Exercise instructions.
Pull out each line of the listing below that contains the string "trousers", and copy those lines in order.

## start

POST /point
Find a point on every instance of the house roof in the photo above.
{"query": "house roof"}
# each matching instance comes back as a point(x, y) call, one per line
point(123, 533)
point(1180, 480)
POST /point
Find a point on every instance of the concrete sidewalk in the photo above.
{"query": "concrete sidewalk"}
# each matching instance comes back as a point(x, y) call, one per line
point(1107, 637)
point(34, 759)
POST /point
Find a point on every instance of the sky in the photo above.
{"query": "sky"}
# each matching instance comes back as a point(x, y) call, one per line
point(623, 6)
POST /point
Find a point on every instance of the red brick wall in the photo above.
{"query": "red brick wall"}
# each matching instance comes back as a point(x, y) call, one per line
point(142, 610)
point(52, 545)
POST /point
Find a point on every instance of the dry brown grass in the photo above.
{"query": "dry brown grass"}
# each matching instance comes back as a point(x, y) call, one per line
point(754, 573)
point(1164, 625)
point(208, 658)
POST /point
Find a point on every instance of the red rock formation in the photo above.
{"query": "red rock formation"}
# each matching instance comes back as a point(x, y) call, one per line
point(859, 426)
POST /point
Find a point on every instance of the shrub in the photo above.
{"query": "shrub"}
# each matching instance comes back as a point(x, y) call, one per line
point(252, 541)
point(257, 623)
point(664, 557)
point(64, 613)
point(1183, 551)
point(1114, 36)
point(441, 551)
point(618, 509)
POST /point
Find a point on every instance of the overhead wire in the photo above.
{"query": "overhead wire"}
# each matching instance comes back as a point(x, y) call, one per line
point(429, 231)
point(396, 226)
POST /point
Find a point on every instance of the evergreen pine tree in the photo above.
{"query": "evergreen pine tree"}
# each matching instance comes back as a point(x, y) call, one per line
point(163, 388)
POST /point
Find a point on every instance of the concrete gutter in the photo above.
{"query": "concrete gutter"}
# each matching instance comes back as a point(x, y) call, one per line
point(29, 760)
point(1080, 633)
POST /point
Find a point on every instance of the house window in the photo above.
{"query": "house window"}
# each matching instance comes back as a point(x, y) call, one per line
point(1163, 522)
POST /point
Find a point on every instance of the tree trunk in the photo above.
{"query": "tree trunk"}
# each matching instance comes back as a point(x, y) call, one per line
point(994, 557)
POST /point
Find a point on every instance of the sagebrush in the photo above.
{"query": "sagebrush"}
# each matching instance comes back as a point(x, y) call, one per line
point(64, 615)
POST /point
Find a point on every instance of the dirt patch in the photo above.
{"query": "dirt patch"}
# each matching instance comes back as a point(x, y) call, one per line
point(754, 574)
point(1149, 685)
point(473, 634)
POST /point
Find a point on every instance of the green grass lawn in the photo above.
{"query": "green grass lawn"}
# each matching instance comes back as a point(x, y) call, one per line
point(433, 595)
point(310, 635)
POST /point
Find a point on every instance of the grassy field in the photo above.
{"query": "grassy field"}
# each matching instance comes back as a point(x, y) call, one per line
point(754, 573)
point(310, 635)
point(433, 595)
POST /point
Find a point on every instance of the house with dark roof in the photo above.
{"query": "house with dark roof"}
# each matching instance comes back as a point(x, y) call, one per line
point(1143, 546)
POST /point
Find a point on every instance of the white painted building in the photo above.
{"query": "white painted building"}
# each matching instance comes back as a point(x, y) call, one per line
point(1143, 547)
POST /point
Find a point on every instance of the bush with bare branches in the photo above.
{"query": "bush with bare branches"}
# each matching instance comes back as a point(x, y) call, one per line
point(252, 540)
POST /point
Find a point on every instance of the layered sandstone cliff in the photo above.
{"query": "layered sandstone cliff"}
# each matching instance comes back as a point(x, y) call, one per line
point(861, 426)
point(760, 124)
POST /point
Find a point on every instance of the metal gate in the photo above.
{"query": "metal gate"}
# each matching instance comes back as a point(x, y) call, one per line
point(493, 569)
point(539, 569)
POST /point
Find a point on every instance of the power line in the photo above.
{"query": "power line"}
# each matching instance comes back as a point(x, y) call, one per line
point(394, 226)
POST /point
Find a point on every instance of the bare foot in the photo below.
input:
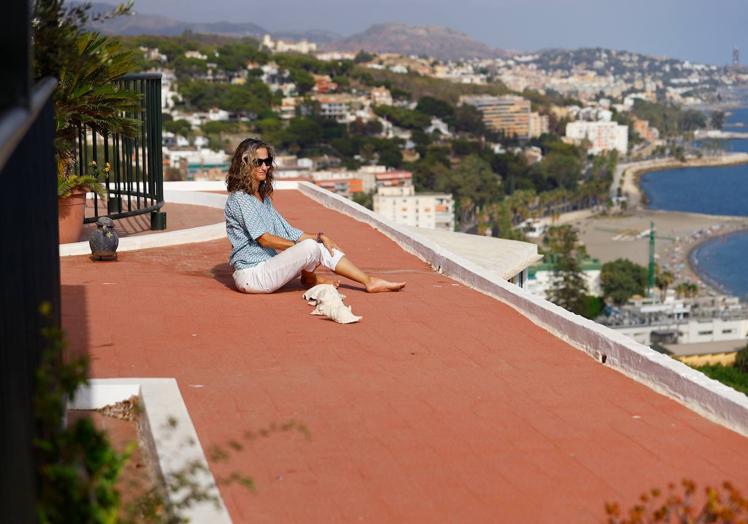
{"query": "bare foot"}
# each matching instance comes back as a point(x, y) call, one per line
point(378, 285)
point(311, 279)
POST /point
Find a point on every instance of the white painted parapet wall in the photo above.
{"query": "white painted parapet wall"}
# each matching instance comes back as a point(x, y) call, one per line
point(666, 375)
point(169, 434)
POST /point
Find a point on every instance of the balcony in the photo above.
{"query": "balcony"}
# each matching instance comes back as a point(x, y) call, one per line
point(462, 398)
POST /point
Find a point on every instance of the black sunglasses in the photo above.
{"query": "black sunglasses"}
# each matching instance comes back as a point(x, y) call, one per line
point(259, 161)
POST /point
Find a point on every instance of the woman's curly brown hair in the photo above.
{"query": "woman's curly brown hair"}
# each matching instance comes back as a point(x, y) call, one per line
point(239, 177)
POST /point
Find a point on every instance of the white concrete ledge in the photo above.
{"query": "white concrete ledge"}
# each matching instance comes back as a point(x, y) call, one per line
point(691, 388)
point(173, 437)
point(193, 193)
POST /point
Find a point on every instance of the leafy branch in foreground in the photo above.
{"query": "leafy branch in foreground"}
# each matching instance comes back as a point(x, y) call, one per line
point(682, 505)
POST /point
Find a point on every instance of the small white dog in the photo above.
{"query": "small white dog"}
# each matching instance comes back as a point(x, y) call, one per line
point(328, 302)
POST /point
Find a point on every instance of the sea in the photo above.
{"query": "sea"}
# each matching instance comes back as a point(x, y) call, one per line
point(723, 261)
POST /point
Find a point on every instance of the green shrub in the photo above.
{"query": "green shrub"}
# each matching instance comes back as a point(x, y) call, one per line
point(741, 360)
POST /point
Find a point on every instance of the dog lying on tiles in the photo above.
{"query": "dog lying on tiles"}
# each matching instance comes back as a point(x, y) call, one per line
point(328, 302)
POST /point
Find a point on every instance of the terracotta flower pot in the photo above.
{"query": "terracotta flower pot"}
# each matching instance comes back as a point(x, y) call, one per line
point(70, 213)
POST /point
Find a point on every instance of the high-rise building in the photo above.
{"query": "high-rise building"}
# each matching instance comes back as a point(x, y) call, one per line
point(402, 205)
point(602, 136)
point(507, 114)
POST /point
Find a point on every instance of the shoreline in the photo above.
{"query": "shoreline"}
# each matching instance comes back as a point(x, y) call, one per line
point(702, 276)
point(632, 173)
point(683, 254)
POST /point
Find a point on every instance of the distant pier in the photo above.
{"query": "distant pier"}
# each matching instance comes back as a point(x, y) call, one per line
point(720, 135)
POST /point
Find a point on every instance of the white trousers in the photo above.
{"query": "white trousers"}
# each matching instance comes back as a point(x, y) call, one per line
point(275, 273)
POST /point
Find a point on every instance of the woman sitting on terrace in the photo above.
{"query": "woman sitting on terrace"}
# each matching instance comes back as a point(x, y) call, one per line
point(267, 251)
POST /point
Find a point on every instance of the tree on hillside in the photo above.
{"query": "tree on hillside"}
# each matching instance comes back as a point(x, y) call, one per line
point(717, 120)
point(468, 119)
point(622, 279)
point(435, 107)
point(568, 286)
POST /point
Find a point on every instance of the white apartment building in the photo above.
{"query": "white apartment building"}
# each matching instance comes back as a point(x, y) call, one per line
point(282, 46)
point(698, 320)
point(403, 206)
point(338, 106)
point(603, 136)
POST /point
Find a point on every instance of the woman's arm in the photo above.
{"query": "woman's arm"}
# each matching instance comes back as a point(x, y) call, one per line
point(280, 243)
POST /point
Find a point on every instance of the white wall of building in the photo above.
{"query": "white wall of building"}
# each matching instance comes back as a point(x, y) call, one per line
point(403, 206)
point(603, 136)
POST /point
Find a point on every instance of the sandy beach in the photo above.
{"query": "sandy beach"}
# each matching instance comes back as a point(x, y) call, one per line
point(626, 235)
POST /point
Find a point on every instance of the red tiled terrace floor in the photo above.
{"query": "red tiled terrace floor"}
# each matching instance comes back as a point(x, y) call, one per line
point(442, 405)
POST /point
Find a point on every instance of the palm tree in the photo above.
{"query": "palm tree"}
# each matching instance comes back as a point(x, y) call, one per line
point(87, 66)
point(663, 281)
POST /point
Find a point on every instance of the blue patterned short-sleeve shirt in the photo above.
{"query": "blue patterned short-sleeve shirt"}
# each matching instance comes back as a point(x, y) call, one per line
point(247, 219)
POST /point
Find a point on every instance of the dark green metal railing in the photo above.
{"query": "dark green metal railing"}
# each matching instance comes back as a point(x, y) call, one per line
point(135, 183)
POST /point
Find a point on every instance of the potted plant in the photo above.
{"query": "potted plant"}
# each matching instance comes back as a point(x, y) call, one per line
point(71, 200)
point(86, 65)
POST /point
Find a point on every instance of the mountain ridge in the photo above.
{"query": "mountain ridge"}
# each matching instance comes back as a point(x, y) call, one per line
point(434, 41)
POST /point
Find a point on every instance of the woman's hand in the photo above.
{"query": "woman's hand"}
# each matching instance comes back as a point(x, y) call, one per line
point(329, 243)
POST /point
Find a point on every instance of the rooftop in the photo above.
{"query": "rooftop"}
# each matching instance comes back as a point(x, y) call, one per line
point(442, 404)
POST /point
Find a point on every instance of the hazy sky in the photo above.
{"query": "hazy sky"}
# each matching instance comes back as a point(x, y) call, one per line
point(697, 30)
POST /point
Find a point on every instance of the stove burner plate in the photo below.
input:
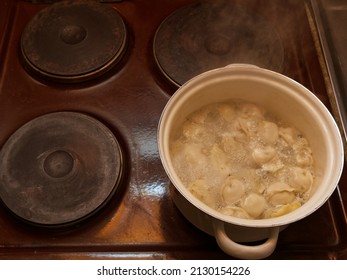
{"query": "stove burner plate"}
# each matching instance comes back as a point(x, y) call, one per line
point(59, 168)
point(207, 35)
point(74, 40)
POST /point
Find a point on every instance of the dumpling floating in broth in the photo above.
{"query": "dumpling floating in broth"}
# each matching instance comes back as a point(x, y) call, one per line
point(243, 161)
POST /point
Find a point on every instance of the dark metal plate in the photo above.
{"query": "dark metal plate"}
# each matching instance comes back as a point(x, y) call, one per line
point(59, 168)
point(213, 34)
point(74, 40)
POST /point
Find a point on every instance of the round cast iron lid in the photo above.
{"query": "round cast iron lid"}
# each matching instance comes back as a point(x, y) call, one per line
point(59, 168)
point(207, 35)
point(74, 40)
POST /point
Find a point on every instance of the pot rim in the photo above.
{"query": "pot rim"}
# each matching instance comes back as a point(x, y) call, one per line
point(326, 120)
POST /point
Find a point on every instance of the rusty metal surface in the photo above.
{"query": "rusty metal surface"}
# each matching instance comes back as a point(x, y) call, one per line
point(208, 35)
point(141, 222)
point(74, 40)
point(59, 169)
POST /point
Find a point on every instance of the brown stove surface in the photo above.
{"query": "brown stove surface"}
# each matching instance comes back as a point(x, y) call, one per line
point(141, 221)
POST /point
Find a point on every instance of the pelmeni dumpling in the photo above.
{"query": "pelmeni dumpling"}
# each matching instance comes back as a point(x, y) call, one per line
point(268, 132)
point(263, 154)
point(304, 157)
point(289, 134)
point(254, 204)
point(232, 190)
point(193, 131)
point(250, 111)
point(243, 161)
point(300, 179)
point(227, 112)
point(219, 160)
point(280, 193)
point(235, 211)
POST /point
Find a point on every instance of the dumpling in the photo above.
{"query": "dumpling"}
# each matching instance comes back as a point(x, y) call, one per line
point(254, 204)
point(300, 179)
point(304, 157)
point(263, 155)
point(235, 211)
point(219, 160)
point(232, 190)
point(280, 193)
point(289, 134)
point(227, 112)
point(268, 132)
point(249, 110)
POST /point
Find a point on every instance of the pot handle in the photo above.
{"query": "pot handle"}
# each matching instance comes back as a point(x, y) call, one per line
point(245, 251)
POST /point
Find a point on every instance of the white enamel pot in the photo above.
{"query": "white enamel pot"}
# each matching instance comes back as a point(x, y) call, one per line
point(291, 102)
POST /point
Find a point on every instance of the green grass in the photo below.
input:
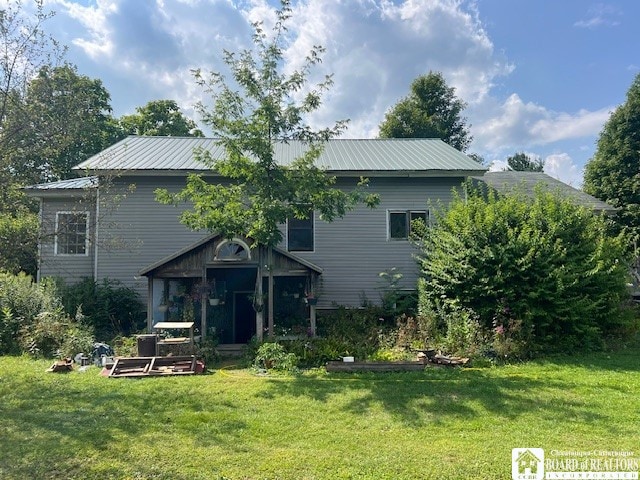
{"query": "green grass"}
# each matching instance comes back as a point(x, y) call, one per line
point(443, 423)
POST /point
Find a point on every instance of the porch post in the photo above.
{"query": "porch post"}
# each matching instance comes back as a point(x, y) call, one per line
point(270, 287)
point(204, 303)
point(312, 314)
point(149, 303)
point(258, 292)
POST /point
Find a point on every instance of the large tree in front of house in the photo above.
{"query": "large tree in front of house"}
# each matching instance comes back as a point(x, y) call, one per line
point(260, 107)
point(63, 119)
point(613, 174)
point(537, 273)
point(431, 110)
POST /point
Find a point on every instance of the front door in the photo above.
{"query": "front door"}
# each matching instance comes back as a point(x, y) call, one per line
point(244, 317)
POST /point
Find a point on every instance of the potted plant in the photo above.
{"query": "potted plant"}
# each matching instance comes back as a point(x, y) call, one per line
point(164, 303)
point(311, 299)
point(214, 299)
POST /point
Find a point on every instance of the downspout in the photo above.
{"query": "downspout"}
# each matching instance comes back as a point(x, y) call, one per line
point(39, 259)
point(95, 235)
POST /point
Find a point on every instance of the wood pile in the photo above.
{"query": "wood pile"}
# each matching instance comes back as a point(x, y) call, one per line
point(153, 366)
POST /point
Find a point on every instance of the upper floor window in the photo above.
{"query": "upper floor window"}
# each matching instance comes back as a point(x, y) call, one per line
point(72, 233)
point(400, 222)
point(300, 234)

## end

Task result.
Find a point on every instance of the white trousers in the photo above.
{"query": "white trousers"}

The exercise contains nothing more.